* START Data to process *

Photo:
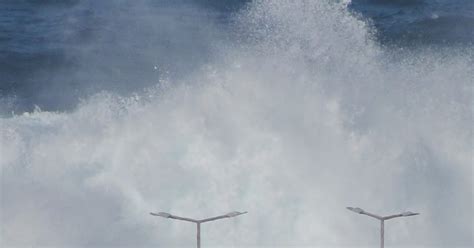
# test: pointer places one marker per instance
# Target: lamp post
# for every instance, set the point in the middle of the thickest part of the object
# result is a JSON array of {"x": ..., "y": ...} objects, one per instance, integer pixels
[
  {"x": 198, "y": 222},
  {"x": 382, "y": 219}
]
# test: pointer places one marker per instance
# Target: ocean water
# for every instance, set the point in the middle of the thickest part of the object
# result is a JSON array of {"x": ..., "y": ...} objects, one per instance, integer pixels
[{"x": 291, "y": 110}]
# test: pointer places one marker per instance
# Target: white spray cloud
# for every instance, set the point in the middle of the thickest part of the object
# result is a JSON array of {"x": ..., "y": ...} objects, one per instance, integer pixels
[{"x": 306, "y": 117}]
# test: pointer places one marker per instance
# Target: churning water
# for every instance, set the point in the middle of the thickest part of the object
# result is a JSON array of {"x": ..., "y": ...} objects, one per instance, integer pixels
[{"x": 291, "y": 110}]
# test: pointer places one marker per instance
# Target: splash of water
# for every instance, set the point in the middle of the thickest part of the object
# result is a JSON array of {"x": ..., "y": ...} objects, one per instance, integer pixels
[{"x": 303, "y": 116}]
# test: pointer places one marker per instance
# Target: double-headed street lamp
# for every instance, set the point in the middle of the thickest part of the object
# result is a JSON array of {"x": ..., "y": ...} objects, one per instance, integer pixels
[
  {"x": 198, "y": 222},
  {"x": 382, "y": 219}
]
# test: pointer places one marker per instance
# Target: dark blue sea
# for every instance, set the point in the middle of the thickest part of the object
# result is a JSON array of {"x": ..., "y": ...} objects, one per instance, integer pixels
[
  {"x": 291, "y": 110},
  {"x": 52, "y": 53}
]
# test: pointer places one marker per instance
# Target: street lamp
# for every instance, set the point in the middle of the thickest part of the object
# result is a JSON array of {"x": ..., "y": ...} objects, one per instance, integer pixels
[
  {"x": 198, "y": 222},
  {"x": 382, "y": 219}
]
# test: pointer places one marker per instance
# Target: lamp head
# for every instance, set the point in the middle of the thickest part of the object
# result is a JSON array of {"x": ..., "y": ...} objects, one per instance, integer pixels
[
  {"x": 234, "y": 213},
  {"x": 357, "y": 210},
  {"x": 162, "y": 214},
  {"x": 408, "y": 213}
]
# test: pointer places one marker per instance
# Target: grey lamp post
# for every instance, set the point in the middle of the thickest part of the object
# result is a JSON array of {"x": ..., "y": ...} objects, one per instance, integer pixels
[
  {"x": 198, "y": 222},
  {"x": 382, "y": 219}
]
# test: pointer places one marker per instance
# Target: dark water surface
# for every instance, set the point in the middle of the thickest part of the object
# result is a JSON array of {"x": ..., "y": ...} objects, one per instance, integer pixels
[{"x": 53, "y": 53}]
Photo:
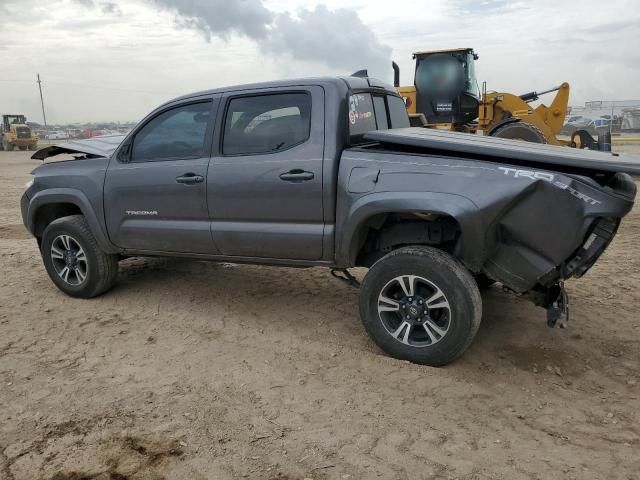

* END Data to process *

■ Brief ■
Please find every line in the entries above that contains the word "lamp" and copy each of those lines.

■ Exercise response ■
# Target: lamp post
# Target: double-headed street lamp
# Target: street lamp
# Target: lamp head
# Target: grey lamp post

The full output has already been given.